#### [PROBLEM TO SOLVE]
Find the word "audit" in the records below. List each line containing it.
◆ ◆ ◆ ◆ ◆
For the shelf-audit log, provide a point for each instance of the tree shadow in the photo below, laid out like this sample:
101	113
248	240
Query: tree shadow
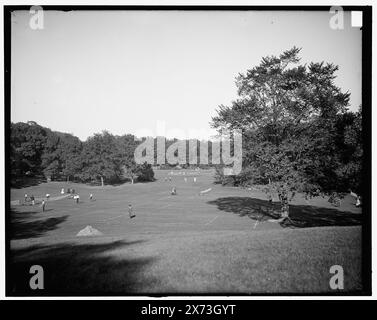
74	269
300	216
24	225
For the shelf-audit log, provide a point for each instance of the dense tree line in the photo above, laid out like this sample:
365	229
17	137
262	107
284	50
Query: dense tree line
36	151
298	134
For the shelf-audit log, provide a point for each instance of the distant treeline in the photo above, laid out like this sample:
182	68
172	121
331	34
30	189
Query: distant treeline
36	151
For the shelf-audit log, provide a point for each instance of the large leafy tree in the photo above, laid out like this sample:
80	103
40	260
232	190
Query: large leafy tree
101	159
287	114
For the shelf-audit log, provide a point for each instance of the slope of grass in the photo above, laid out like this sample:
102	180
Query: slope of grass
180	244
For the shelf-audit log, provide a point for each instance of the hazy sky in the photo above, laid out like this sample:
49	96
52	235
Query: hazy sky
130	71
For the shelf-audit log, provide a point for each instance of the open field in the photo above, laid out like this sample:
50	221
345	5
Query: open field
220	242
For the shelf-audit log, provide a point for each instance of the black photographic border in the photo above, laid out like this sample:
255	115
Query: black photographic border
366	125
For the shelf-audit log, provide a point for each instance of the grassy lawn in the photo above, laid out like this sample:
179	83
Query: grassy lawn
181	244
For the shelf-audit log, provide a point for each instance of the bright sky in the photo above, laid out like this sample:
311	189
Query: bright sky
158	72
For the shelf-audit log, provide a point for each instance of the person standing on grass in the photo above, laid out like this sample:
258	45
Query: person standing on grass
130	211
◆ ◆ ◆ ◆ ◆
#### [SOLVED EXERCISE]
For the shelf-audit log, provide a point for each instance of the tree shadow in the photo below, laid out like this sample:
For the shelf-audit log, provide a point for each instance of the dense tree line in the photo above, laid out like this sample:
For the shelf-audit log, provide a point for each instance of the distant treeline in the photo above, laid out like this sample:
For the shelf-audit log, provide a point for each instance of the large leafy tree in the photo above, laid out like this sample:
For the shelf-audit log, provide a point for each instance of the slope of grass in the photo above, laid out like this sample:
For the shelf-audit log, provide a point for each instance of the hazy sky in the photo above, laid out like this sample:
For the shelf-audit log, provide a point for each instance of the open field in the photo above, laid out like this sample:
For the shelf-audit log, provide a point for each instance of the black photographic border in the photo above, laid out like this sample:
For the shelf-audit log, provide a point for each instance of the grassy lawn in the photo above, laid out like this sample:
For the shelf-audit log, provide a point for each instance of the bright sky in the photo above, laid out like this sample:
For the shelf-audit log, provide a point for each instance of the person standing on grass in the photo above, laid out like this sample:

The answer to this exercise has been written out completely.